Coordinate annotation entries:
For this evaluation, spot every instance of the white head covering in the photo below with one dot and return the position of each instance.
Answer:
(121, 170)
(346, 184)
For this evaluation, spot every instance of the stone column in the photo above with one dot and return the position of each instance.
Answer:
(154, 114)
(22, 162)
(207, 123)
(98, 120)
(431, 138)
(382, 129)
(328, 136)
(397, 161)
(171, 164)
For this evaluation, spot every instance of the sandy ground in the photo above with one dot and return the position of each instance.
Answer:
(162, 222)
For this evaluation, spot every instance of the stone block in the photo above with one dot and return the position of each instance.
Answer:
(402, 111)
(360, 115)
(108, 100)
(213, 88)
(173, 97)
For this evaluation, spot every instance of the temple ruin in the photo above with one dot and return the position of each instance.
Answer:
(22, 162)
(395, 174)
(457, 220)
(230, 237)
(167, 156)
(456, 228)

▶ [EXERCISE BRIEF]: Output every line of the items above as a JSON array of strings, with one string per line and blank lines omitted.

▶ [TASK RESPONSE]:
[
  "For this evaluation, spot every instance of the white head covering in the photo below with one dot and return the position of each instance.",
  "Answer:",
  "(121, 170)",
  "(346, 184)",
  "For this evaluation, spot every instance of the stone column in the photo above with one dot and return the position of each instance.",
  "Answer:",
  "(154, 114)",
  "(22, 162)",
  "(207, 123)",
  "(98, 120)",
  "(431, 138)",
  "(382, 129)",
  "(328, 136)",
  "(397, 161)",
  "(171, 164)",
  "For this evaluation, spot every instance of the sandy ground in the photo above with one dot and return the position of each instance.",
  "Answer:",
  "(162, 222)",
  "For this evaluation, spot every instance of the stone block in the photo above with one dot and return the position of each instance.",
  "Answer:",
  "(402, 111)",
  "(360, 115)",
  "(108, 100)",
  "(213, 88)",
  "(173, 97)",
  "For this evaluation, spot every instance of the temple ruin in the photo above with one dot and return the position of each instance.",
  "Answer:",
  "(22, 162)",
  "(395, 174)",
  "(457, 220)",
  "(230, 237)",
  "(167, 156)",
  "(456, 228)"
]